A valuation allowance against deferred tax assets is required to be established or maintained when it is "more likely than not" that all or a portion of deferred tax assets will not be realized. The Company believes that it will generate sufficient future taxable income to realize the tax benefits related to the remaining deferred tax assets and as such no valuation allowance has been provided against the deferred tax asset.

 

The Company recorded a tax benefit of $152 thousand and $500 thousand for federal income taxes and a tax benefit of $31 and $130 thousand for state income taxes during the three and six months  ended July 1, 2017, respectively.

 

The Company recorded a tax benefit of $68 thousand and $31 thousand for federal income taxes and a tax benefit of $2 thousand and $9 thousand for state income taxes during the three and six months ended July 2, 2016, respectively.
##########
SET OF TASKS -
a) According to the income tax disclosure, why has no valuation allowance been provided against the deferred tax asset? Answer in one to three sentences.
b) Carry on writing the income tax disclosure, picking up after its final sentence.

(Collection entries)
##########
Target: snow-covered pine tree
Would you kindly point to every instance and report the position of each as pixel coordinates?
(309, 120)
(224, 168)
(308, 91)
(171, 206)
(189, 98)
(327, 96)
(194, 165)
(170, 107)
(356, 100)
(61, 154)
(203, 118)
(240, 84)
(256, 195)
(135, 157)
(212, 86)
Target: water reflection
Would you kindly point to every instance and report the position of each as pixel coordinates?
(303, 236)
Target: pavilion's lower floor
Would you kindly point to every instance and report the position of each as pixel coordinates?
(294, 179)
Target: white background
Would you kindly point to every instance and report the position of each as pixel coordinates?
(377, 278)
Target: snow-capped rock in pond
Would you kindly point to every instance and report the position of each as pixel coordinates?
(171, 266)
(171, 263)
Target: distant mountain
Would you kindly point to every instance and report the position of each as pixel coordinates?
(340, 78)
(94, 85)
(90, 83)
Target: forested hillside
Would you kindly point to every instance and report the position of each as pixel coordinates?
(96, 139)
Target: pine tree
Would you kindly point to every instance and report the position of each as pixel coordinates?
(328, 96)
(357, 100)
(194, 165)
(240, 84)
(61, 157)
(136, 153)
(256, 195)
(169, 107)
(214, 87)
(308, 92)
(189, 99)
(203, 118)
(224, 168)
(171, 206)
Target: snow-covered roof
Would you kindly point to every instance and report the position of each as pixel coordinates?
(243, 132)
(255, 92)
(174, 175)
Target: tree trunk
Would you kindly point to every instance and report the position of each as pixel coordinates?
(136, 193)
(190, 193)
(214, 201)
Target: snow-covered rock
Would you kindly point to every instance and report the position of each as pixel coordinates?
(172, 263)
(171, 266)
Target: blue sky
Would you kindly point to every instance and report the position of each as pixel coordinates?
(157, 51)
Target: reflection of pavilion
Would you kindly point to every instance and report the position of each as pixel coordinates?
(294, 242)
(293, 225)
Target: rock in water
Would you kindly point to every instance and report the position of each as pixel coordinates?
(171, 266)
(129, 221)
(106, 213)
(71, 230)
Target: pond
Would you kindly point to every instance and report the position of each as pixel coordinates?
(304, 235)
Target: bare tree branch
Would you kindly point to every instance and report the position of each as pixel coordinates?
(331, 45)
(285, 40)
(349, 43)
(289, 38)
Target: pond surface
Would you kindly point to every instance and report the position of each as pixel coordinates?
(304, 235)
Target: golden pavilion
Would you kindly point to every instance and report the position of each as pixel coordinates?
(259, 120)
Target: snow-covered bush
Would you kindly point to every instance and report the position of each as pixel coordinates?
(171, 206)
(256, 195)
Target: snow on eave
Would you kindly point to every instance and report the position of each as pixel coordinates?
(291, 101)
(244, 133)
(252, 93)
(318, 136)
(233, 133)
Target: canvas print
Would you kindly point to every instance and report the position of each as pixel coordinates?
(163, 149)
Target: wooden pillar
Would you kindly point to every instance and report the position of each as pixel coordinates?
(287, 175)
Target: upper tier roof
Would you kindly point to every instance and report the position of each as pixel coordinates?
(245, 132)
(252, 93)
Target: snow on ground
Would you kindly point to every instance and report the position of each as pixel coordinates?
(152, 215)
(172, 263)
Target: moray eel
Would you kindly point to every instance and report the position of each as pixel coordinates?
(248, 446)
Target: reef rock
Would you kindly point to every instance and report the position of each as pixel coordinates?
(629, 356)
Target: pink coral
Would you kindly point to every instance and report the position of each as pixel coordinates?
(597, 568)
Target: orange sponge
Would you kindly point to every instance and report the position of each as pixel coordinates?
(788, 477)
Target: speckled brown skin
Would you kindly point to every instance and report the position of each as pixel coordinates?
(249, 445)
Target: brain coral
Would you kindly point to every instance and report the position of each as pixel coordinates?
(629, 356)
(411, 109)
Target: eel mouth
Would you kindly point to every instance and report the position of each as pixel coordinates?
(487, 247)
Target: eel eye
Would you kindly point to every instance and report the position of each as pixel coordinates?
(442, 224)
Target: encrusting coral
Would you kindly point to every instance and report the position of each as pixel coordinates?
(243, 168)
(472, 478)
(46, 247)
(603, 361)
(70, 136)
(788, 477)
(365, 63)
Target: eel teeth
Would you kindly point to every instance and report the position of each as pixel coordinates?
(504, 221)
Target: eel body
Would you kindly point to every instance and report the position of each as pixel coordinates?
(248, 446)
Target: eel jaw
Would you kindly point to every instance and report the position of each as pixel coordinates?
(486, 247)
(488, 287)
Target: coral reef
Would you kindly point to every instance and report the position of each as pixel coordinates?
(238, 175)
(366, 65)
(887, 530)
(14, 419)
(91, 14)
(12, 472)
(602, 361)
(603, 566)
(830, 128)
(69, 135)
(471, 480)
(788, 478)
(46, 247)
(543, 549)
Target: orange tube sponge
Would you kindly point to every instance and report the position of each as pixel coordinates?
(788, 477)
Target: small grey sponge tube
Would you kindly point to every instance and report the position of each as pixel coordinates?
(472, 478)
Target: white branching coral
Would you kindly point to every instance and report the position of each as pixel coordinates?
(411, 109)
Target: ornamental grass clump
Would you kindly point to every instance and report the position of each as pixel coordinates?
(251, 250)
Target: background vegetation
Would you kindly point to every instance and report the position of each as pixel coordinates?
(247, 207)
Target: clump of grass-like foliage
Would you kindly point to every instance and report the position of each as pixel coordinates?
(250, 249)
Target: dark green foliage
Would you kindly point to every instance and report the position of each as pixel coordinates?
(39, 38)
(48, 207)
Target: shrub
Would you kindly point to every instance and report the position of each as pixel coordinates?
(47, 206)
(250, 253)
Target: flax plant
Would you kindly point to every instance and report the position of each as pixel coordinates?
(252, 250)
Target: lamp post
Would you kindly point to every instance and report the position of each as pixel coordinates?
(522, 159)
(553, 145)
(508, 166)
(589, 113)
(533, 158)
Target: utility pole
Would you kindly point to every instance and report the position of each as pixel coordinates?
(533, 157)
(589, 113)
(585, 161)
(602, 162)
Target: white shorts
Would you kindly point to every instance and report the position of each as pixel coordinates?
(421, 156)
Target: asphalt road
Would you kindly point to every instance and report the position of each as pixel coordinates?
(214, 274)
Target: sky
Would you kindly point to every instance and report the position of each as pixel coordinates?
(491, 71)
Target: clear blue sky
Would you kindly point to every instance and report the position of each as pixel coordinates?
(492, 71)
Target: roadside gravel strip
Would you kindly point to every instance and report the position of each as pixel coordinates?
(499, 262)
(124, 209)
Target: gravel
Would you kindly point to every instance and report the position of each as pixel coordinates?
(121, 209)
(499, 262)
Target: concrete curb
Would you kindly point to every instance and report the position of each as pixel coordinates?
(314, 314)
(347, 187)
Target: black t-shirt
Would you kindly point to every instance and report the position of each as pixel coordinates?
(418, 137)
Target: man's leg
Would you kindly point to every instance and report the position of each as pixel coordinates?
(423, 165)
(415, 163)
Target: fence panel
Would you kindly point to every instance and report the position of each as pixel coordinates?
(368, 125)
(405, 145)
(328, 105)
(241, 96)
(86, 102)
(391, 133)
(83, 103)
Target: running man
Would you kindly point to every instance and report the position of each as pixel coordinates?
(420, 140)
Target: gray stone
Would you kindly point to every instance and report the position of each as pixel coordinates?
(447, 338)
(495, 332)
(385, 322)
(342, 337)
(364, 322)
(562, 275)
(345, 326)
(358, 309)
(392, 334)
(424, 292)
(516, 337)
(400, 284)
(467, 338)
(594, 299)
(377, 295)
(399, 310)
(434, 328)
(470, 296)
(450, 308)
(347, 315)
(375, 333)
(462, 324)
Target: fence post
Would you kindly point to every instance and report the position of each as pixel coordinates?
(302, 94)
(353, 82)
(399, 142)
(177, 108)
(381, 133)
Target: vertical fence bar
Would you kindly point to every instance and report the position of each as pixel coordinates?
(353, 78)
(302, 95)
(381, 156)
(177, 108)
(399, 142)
##########
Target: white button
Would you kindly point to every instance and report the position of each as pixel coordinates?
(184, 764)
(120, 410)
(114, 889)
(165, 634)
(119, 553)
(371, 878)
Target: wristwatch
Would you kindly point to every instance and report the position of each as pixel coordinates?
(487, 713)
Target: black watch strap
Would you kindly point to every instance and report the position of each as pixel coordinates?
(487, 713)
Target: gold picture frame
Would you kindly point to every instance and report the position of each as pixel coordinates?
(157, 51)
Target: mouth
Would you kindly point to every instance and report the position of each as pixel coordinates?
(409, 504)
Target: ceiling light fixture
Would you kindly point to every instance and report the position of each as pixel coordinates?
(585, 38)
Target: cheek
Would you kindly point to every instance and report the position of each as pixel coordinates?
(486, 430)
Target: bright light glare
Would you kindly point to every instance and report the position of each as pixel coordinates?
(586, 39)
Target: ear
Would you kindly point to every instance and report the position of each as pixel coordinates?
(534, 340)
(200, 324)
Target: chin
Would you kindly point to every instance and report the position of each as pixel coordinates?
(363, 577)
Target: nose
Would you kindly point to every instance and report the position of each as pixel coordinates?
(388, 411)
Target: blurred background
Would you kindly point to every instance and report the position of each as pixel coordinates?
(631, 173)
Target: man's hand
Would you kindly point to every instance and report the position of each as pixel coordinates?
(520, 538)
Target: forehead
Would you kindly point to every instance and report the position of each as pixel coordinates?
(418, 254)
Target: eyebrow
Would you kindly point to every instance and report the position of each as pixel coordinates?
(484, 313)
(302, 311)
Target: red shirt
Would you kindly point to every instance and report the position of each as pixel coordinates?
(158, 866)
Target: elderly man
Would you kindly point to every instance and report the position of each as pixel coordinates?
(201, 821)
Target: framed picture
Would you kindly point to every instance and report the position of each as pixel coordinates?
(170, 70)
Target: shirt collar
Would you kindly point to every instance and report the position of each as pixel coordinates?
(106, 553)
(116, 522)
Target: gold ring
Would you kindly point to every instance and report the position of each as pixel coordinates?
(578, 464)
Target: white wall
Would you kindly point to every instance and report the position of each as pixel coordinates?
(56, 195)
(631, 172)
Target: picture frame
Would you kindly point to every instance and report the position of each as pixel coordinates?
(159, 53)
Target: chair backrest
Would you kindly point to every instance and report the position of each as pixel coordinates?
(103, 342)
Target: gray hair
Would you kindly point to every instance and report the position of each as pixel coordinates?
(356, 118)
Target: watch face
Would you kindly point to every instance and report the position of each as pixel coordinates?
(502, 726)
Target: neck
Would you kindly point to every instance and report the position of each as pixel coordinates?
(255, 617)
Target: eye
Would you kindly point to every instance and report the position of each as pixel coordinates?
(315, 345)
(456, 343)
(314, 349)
##########
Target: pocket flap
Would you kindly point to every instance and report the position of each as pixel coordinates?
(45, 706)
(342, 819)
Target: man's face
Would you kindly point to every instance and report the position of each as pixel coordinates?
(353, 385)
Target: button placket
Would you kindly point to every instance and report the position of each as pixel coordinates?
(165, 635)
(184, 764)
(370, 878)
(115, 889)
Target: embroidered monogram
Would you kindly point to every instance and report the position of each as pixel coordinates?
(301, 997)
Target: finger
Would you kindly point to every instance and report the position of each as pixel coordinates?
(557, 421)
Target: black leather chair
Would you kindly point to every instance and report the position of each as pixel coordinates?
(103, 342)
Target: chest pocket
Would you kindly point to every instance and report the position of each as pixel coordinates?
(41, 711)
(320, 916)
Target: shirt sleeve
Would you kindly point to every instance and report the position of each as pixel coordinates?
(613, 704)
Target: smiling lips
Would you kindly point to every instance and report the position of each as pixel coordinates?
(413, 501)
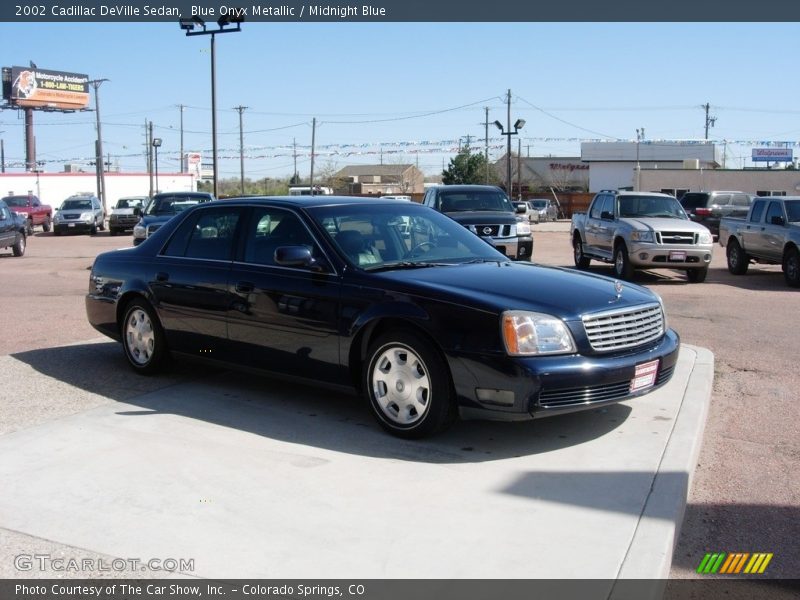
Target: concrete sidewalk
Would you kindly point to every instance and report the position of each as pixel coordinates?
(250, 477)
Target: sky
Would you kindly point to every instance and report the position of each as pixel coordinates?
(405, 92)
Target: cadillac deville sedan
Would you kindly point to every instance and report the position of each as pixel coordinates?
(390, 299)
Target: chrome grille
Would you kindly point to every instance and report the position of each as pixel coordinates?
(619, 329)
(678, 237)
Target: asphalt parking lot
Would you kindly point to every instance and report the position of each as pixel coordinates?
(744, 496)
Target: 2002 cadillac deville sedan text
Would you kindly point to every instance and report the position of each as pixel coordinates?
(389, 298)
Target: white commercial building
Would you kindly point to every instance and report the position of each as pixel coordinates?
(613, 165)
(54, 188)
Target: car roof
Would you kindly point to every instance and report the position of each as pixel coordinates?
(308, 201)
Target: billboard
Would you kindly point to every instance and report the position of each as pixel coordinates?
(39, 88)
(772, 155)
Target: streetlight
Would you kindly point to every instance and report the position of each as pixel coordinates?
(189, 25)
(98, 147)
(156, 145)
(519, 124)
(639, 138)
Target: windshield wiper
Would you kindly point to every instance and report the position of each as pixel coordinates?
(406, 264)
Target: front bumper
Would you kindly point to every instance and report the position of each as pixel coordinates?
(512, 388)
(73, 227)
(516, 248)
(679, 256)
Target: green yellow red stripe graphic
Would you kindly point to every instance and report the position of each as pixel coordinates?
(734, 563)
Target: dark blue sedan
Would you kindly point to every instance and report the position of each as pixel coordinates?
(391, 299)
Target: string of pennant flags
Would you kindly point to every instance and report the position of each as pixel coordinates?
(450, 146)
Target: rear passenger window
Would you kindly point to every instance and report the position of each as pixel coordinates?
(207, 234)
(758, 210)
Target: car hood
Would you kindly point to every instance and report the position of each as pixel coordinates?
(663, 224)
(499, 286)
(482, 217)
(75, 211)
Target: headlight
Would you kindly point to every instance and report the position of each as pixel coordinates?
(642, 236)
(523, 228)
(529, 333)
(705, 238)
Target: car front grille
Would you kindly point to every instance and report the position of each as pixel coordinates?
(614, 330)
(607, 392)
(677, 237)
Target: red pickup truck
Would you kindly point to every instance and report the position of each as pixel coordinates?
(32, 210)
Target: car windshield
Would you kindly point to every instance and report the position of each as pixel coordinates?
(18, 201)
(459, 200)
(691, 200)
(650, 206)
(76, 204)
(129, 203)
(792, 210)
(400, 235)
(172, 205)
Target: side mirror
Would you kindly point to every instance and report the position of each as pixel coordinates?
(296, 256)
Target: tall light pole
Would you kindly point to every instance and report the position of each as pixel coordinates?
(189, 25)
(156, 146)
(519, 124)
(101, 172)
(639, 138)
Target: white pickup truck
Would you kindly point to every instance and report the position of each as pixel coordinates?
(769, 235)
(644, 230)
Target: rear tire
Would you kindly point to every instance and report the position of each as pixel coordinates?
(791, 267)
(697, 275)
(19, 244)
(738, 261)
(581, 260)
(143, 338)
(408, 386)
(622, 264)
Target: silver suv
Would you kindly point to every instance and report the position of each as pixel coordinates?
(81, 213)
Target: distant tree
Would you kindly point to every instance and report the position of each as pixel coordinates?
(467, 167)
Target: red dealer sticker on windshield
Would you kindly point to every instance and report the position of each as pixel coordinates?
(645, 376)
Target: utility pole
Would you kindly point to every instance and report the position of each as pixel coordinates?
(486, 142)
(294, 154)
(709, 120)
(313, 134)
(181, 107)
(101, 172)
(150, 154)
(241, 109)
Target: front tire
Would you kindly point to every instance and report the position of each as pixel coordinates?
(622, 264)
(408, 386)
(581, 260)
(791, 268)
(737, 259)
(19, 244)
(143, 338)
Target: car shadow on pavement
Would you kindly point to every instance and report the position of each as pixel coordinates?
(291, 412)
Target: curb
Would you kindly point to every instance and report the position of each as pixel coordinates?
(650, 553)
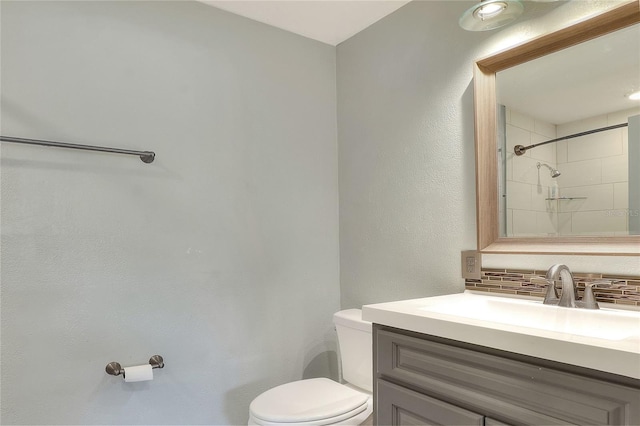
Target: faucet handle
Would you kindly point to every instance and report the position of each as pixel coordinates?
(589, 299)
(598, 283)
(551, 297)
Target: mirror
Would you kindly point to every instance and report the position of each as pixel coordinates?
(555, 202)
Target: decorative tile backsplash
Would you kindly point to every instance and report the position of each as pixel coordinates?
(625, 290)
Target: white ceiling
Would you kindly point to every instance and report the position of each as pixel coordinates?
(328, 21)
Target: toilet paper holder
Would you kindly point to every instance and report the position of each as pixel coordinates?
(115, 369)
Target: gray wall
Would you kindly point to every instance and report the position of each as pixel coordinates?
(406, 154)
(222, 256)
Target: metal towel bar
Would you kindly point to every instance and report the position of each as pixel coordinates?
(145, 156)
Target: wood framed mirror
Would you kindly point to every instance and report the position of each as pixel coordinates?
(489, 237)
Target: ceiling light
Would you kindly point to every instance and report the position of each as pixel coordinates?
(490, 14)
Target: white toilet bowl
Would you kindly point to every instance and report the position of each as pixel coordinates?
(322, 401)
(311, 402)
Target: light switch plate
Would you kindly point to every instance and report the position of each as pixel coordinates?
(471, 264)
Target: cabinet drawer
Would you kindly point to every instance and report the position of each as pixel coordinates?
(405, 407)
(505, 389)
##########
RESULTS FOR EACH TASK -
a) A valuation allowance is required only when it is "more likely than not" that all or part of the deferred tax assets will not be realized. The Company believes it will generate enough future taxable income to realize the tax benefits of the remaining deferred tax assets, so it has provided no valuation allowance against them.

b)
 

In November 2015, the FASB issued updated accounting guidance on balance sheet classification of deferred taxes ASU No. 2015-17, Balance Sheet Classification of Deferred Taxes. This update provides for simplified presentation of deferred income taxes. Deferred tax liabilities and assets are now required to be classified as noncurrent in a classified statement of financial position.   The Company chose to early adopt this guidance in Q4, 2016.  As a result 100% of the deferred tax asset is classified as non-current for all periods presented.